What you should do -> Can you retype every one of the items below word for word, without changing anything?

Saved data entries
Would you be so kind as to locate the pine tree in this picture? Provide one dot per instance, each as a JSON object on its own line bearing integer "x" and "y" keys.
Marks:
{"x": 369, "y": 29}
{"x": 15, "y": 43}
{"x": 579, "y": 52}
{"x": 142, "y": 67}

Final result ->
Would you be so kind as to locate the pine tree in this picture? Provide one dot per instance, each as a JSON object on its own line bearing integer "x" and "y" keys.
Marks:
{"x": 369, "y": 29}
{"x": 15, "y": 43}
{"x": 579, "y": 52}
{"x": 142, "y": 67}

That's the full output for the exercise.